• **Prompt**:
Each line from the one containing "Target: lake" through the end of the records below must be repeated exactly, and no other line.

[Stored data]
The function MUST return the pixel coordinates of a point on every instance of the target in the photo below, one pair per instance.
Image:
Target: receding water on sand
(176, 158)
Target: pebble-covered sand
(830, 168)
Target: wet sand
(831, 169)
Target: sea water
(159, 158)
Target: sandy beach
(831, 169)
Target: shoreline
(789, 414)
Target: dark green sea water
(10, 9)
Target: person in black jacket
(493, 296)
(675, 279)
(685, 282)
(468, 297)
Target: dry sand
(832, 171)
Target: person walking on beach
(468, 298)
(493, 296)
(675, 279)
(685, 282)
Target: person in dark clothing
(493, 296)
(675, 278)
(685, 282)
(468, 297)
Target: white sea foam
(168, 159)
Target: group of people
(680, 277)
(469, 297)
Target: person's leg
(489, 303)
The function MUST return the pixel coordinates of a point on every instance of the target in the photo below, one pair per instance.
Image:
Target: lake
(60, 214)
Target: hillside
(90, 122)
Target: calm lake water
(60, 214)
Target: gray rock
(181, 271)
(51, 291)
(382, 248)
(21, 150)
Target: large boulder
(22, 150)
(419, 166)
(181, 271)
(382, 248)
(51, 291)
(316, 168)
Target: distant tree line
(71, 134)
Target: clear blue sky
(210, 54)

• **Exercise result**:
Target: lake
(60, 214)
Target: hillside
(90, 122)
Target: calm lake water
(60, 214)
Target: gray rock
(181, 271)
(51, 291)
(382, 248)
(21, 150)
Target: large boulder
(22, 150)
(419, 166)
(181, 271)
(382, 248)
(51, 291)
(316, 168)
Target: distant tree line
(71, 134)
Target: clear blue sky
(210, 54)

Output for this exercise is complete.